# [TEKS HASIL EKSTRAKSI]
TIMES SIDOARJO, PACITAN – Di sebuah sudut wilayah Kabupaten Pacitan, ada sebuah bukit kecil bernama Gunung Lembu. Namanya terdengar gagah, seolah-olah gunung ini dulunya ditunggangi oleh raja-raja.
Tapi jangan bayangkan ada lembu bertanduk emas di sana. Yang ada justru sebuah makam tua, tempat peziarah datang dengan khusyuk, membawa doa dan harapan.
Bukhori (63), lelaki yang menjaga makam ini, tidak banyak bicara soal keistimewaan Gunung Lembu. Ia lebih suka merawat makam dan melayani para peziarah yang datang, entah dari Pacitan, Malang, Blitar, Tulungagung, bahkan Banten.

# [DATA YANG DIBERIKAN]
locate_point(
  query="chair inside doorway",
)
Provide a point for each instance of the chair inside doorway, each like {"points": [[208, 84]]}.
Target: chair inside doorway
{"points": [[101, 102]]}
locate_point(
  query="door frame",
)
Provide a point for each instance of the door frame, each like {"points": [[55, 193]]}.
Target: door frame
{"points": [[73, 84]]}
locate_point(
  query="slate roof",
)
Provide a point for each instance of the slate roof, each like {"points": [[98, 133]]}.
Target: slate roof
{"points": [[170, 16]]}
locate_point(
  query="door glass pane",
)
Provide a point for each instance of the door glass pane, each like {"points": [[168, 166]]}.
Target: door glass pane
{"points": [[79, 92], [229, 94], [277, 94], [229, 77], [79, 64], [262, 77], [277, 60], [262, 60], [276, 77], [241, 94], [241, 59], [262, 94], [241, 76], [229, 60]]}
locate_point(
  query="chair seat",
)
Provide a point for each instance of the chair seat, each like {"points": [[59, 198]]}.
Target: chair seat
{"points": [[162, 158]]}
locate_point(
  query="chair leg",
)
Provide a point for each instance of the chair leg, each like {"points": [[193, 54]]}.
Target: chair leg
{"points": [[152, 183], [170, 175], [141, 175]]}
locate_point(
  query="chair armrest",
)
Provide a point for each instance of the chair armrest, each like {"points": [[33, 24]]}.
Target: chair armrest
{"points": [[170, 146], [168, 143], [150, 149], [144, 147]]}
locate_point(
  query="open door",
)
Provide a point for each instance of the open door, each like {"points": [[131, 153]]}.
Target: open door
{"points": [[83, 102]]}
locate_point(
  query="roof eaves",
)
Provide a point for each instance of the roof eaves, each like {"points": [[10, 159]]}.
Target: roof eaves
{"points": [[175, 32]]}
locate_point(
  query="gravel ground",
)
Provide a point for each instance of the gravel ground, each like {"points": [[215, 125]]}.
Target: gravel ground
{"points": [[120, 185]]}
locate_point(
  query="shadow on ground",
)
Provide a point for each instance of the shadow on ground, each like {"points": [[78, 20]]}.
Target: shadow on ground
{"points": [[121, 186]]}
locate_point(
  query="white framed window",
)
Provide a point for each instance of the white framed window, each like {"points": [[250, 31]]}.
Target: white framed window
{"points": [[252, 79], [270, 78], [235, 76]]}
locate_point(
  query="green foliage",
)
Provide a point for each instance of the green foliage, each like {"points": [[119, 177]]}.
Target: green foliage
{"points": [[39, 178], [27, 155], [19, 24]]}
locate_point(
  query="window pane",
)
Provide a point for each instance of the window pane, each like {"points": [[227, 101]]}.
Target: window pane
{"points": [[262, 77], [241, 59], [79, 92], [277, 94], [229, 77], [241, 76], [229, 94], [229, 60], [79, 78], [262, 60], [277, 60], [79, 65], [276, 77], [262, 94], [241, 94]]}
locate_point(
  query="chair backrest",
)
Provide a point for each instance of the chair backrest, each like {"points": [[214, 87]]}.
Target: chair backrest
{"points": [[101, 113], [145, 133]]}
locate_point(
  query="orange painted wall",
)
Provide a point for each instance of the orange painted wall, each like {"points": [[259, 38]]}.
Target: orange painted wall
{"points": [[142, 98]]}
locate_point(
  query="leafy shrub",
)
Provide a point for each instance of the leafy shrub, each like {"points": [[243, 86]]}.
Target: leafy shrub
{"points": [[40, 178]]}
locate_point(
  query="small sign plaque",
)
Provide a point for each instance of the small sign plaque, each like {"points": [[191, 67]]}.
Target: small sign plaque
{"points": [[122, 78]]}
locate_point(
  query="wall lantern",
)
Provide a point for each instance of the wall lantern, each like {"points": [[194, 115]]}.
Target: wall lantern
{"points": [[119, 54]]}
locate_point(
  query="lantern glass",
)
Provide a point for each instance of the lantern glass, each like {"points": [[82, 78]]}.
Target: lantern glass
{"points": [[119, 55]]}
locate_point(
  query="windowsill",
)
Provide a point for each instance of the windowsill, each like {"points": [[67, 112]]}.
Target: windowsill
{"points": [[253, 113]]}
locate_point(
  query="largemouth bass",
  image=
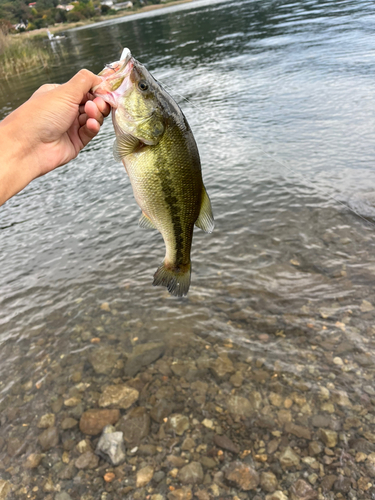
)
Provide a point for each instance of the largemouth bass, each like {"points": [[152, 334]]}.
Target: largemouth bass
{"points": [[160, 155]]}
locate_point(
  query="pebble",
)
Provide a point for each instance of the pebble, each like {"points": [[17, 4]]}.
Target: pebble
{"points": [[144, 476], [118, 396], [244, 476], [49, 438], [87, 461], [179, 423], [288, 458], [191, 473], [33, 460], [111, 446], [92, 422], [47, 420]]}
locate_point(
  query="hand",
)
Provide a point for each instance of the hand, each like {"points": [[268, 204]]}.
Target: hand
{"points": [[48, 130]]}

# [TUJUAN]
Kembalikan bagian teks tentang Gunung Lembu yang dimulai dari "Tapi jangan bayangkan" dan berakhir pada "Tulungagung, bahkan Banten.", tanpa perubahan apa pun. Data ini tidak berkaitan dengan teks tentang Gunung Lembu.

# [JAWABAN TUGAS]
Tapi jangan bayangkan ada lembu bertanduk emas di sana. Yang ada justru sebuah makam tua, tempat peziarah datang dengan khusyuk, membawa doa dan harapan.
Bukhori (63), lelaki yang menjaga makam ini, tidak banyak bicara soal keistimewaan Gunung Lembu. Ia lebih suka merawat makam dan melayani para peziarah yang datang, entah dari Pacitan, Malang, Blitar, Tulungagung, bahkan Banten.